Work to complete: Locate the line that contains "# point at: car tyre" in the entries below. Retype it and all following lines through the final one, character for character.

++++

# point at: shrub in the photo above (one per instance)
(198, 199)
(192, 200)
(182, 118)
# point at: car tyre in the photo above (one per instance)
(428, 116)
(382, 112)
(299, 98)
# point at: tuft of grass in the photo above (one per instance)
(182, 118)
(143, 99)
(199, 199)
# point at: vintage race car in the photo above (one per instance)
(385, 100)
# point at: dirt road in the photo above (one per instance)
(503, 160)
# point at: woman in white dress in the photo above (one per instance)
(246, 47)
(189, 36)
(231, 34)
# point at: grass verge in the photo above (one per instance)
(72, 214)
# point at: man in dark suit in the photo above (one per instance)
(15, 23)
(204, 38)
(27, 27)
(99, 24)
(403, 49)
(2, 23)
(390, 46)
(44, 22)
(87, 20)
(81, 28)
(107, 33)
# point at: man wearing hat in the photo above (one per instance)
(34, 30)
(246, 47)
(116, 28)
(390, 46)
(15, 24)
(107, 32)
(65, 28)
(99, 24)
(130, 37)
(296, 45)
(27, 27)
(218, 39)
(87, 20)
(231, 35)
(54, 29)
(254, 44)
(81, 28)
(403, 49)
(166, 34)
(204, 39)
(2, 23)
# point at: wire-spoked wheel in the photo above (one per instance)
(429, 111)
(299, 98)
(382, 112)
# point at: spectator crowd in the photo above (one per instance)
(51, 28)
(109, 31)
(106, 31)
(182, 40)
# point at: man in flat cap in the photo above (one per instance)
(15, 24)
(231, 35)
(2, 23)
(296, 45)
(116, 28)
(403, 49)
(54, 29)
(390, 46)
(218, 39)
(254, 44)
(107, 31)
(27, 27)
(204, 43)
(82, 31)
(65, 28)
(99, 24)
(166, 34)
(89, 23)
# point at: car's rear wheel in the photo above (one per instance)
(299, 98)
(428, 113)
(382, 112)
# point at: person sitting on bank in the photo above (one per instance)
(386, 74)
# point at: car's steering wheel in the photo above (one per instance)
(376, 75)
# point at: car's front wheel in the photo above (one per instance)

++++

Solution to the exercise:
# point at: car tyre in the photo above (one per instance)
(428, 116)
(382, 112)
(299, 98)
# point at: tuft of grass in the photo above (one per instance)
(182, 118)
(143, 99)
(199, 199)
# point at: vintage race car in the photo above (one per instance)
(385, 100)
# point at: dirt road in the photo above (one per instance)
(503, 160)
# point at: woman in white dress in the photo above (one per instance)
(246, 47)
(189, 36)
(231, 34)
# point at: grass verge in the photo above (one per instance)
(72, 214)
# point at: man in dark suit in the photo above (one per instance)
(15, 23)
(204, 38)
(27, 27)
(99, 24)
(403, 49)
(2, 23)
(390, 46)
(44, 22)
(87, 20)
(81, 28)
(107, 33)
# point at: man wearing hat in the photo above (one per instance)
(34, 30)
(246, 47)
(116, 28)
(390, 46)
(15, 24)
(107, 32)
(65, 28)
(99, 24)
(130, 37)
(296, 45)
(27, 27)
(218, 39)
(87, 20)
(231, 35)
(54, 29)
(254, 44)
(81, 28)
(403, 49)
(166, 34)
(204, 39)
(2, 23)
# point at: wire-spoked wheel in the photo above (one per instance)
(429, 111)
(299, 98)
(382, 112)
# point at: spectator crowd in the photo above (one per instance)
(51, 28)
(109, 31)
(106, 31)
(182, 40)
# point at: man in flat cap in the photo above (one per instance)
(15, 24)
(231, 35)
(2, 23)
(296, 45)
(116, 28)
(403, 49)
(54, 29)
(390, 46)
(218, 39)
(254, 44)
(107, 31)
(27, 27)
(204, 43)
(82, 31)
(65, 28)
(99, 24)
(166, 34)
(89, 23)
# point at: car's rear wheel in the photo above (one per instance)
(299, 98)
(428, 113)
(382, 112)
# point at: person sitting on bank in the photo above (one per instance)
(386, 74)
# point at: car's steering wheel in the photo above (one per instance)
(376, 75)
# point at: car's front wheel in the photo above (one per instance)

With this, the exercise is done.